§ EXERCISE DESCRIPTION
Exclude all pictures from your copy of the data below, which should otherwise match exactly.
═════ MATERIAL FOR THIS TASK ═════
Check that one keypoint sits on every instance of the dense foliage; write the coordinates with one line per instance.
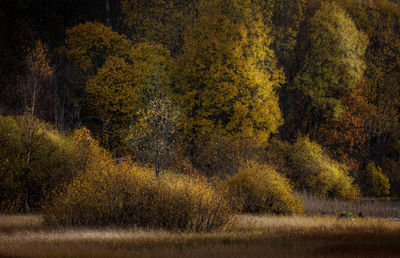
(202, 88)
(121, 193)
(259, 188)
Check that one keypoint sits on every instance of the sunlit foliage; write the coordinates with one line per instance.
(259, 188)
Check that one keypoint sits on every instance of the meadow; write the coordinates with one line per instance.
(245, 236)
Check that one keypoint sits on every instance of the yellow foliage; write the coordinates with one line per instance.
(376, 183)
(90, 43)
(259, 188)
(227, 75)
(314, 171)
(125, 194)
(54, 160)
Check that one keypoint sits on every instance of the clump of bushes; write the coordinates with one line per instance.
(376, 184)
(258, 188)
(36, 160)
(309, 168)
(110, 193)
(318, 173)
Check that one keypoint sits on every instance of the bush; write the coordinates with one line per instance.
(316, 172)
(125, 194)
(259, 188)
(53, 159)
(392, 168)
(192, 203)
(376, 184)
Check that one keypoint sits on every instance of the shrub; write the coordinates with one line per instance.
(392, 168)
(259, 188)
(346, 214)
(191, 203)
(316, 172)
(376, 183)
(53, 159)
(125, 194)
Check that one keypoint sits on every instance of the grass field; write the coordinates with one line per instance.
(248, 236)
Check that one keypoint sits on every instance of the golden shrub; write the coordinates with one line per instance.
(25, 184)
(126, 194)
(375, 182)
(259, 188)
(317, 173)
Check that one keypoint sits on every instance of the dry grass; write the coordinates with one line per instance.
(371, 208)
(249, 236)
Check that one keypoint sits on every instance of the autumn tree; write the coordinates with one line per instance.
(38, 73)
(121, 93)
(227, 77)
(112, 99)
(89, 44)
(333, 64)
(154, 133)
(346, 138)
(159, 21)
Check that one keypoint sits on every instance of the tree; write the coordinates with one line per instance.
(154, 133)
(227, 77)
(346, 137)
(38, 73)
(158, 21)
(334, 62)
(89, 44)
(113, 100)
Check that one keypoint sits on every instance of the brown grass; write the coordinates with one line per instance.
(249, 236)
(371, 208)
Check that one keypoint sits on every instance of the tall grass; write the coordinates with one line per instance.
(368, 207)
(249, 236)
═════
§ ANSWER SECTION
Check that one keypoint sits on every instance of the dense foliage; write the coordinates with one line per instance.
(202, 88)
(121, 193)
(259, 188)
Check that one keypoint sits on every instance of the sunlit foliage; write the coordinates with one line per instance.
(259, 188)
Check that one keypoint sits on every instance of the meadow; write the coordinates with one line per instance.
(245, 236)
Check that one keypoint sits on every instance of the yellow foliage; write the coordinates with one line per instance.
(376, 183)
(90, 43)
(259, 188)
(227, 75)
(314, 171)
(125, 194)
(54, 160)
Check that one keypoint sits on every instance of the clump of bushes; write the coordinates with one line per instance.
(376, 184)
(258, 188)
(36, 160)
(309, 168)
(110, 193)
(318, 173)
Check that one keypoint sits on every instance of the bush; write the coordinates with one line per instance.
(316, 172)
(125, 194)
(259, 188)
(53, 159)
(392, 168)
(192, 203)
(376, 184)
Check that one keypoint sits on every instance of the shrub; write the coordinates with one line per instance.
(392, 168)
(259, 188)
(346, 214)
(191, 203)
(316, 172)
(376, 183)
(53, 159)
(125, 194)
Check that one keypoint sits on every instance of the grass field; write the coordinates with one line per instance.
(248, 236)
Check that one keypoint sits on every instance of the golden shrub; write the coordinates with one line per instance.
(25, 184)
(126, 194)
(375, 182)
(259, 188)
(317, 173)
Check that one keypoint sits on every instance of the dry grass; write the coordinates with one line per instance.
(371, 208)
(249, 236)
Check that one keypoint sits on every instance of the autumn tree; write the coordinates with one line per instance.
(38, 73)
(121, 93)
(227, 77)
(112, 99)
(89, 44)
(333, 64)
(154, 133)
(346, 138)
(159, 21)
Check that one keypoint sits on every instance of the tree; write the coordinates with one line per instance.
(154, 133)
(227, 77)
(346, 137)
(38, 73)
(158, 21)
(334, 62)
(89, 44)
(113, 100)
Check that one keypoint sits on every instance of the brown grass; write the coordinates with one line per instance.
(249, 236)
(371, 208)
Check that one keypoint sits on every instance of the tall grass; write the coordinates with one line per instance.
(368, 207)
(249, 236)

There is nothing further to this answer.